# What needs to be done
Write out the records that follow with every word intact.

# Provided material
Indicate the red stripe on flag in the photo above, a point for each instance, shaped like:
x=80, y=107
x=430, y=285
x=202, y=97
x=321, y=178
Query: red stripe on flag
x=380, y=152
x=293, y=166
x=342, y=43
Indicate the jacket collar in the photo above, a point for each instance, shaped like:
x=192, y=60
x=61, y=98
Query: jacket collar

# Solution for this exercise
Indicate the red stripe on flag in the photo above, a point for each instance, shaped like:
x=80, y=107
x=430, y=285
x=202, y=97
x=321, y=178
Query: red stripe on flag
x=380, y=152
x=293, y=166
x=342, y=43
Indicate the jacket collar in the photo above, a point for each instance, shaped like:
x=192, y=60
x=61, y=98
Query: jacket collar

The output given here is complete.